[Records from a pointing dataset]

* Begin *

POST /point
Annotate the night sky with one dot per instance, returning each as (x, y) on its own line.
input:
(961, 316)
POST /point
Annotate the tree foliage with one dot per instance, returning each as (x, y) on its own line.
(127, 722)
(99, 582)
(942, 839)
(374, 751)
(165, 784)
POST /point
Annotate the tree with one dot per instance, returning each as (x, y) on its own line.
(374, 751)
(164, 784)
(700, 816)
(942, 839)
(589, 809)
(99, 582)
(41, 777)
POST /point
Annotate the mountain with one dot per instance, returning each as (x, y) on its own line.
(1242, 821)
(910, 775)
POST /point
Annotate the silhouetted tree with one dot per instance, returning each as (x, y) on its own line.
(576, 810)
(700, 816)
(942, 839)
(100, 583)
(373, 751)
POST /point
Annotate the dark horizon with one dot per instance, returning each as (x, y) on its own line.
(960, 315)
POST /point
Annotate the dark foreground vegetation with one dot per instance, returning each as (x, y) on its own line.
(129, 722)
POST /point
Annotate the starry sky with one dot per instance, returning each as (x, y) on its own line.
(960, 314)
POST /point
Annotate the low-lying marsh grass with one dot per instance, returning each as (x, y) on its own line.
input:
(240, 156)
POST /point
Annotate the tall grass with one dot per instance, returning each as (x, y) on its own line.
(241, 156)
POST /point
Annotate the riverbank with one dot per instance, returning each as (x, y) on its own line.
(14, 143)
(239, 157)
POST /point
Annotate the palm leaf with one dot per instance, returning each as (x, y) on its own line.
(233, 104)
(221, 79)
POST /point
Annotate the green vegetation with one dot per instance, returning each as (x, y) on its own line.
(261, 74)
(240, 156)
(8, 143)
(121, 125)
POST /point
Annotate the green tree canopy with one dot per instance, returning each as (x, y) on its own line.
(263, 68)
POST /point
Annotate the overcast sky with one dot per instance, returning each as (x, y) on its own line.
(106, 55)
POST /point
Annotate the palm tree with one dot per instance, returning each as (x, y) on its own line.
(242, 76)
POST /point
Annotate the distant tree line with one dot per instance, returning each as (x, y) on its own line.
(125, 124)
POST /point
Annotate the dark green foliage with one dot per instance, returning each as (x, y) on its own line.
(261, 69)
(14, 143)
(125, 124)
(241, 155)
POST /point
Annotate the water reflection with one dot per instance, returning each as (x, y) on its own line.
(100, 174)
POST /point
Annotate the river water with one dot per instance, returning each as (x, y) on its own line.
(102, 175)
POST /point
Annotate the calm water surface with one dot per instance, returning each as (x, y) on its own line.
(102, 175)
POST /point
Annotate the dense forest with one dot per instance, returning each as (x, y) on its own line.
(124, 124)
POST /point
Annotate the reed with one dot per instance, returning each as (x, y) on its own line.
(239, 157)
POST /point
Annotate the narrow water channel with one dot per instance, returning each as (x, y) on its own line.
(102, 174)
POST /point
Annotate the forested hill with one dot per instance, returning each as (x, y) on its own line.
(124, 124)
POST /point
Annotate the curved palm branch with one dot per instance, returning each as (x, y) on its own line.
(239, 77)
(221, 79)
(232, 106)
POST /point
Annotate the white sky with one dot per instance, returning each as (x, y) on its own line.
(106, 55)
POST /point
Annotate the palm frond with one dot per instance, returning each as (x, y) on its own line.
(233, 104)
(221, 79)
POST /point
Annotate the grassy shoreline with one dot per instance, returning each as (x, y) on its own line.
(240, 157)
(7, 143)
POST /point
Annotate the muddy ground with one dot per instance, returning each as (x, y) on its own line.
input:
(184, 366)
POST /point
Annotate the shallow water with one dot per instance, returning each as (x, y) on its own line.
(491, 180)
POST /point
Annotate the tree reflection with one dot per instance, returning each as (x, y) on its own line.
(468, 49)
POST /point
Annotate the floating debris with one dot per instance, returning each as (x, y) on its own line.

* End *

● Stated exercise: Pull out every line in the items above that contains the word "green" and copy each one word for word.

● Finished exercise:
Annotate the green vegetation with one dot per instance, returning each as (x, y) on its own line.
Annotate the green tree canopy with one dot per instance, returning each as (x, y) on its own line.
Annotate the dark green foliage with one dot per instance, returning each as (x, y) on its own line.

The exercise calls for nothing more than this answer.